-- TO DO --
Nothing but an exact repeat of the entries below should appear in your answer.

-- MATERIALS PROVIDED --
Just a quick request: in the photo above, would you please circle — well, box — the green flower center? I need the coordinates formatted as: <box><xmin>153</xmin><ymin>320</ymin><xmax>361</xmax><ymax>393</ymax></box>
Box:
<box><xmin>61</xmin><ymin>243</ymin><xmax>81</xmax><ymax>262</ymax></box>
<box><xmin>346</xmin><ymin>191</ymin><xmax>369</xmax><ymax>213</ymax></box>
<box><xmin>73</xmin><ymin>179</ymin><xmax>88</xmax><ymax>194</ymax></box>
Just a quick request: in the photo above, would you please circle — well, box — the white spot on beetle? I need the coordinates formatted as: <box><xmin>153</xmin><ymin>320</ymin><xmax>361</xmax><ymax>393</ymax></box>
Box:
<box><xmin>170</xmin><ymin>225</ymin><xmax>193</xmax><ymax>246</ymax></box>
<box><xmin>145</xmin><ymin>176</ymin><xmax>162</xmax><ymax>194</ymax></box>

-- REPLY TO THE TASK --
Just a quick request: in the photo above, would you please circle — well, box — the green flower center? I need the coordinates formatted as: <box><xmin>153</xmin><ymin>320</ymin><xmax>361</xmax><ymax>393</ymax></box>
Box:
<box><xmin>61</xmin><ymin>243</ymin><xmax>81</xmax><ymax>262</ymax></box>
<box><xmin>346</xmin><ymin>191</ymin><xmax>369</xmax><ymax>213</ymax></box>
<box><xmin>73</xmin><ymin>179</ymin><xmax>88</xmax><ymax>194</ymax></box>
Just a quick request: in the photo above, would you please circle — well, box — the white spot on beetle? I need the coordinates formatted as: <box><xmin>153</xmin><ymin>320</ymin><xmax>361</xmax><ymax>393</ymax></box>
Box:
<box><xmin>170</xmin><ymin>225</ymin><xmax>193</xmax><ymax>246</ymax></box>
<box><xmin>145</xmin><ymin>176</ymin><xmax>162</xmax><ymax>194</ymax></box>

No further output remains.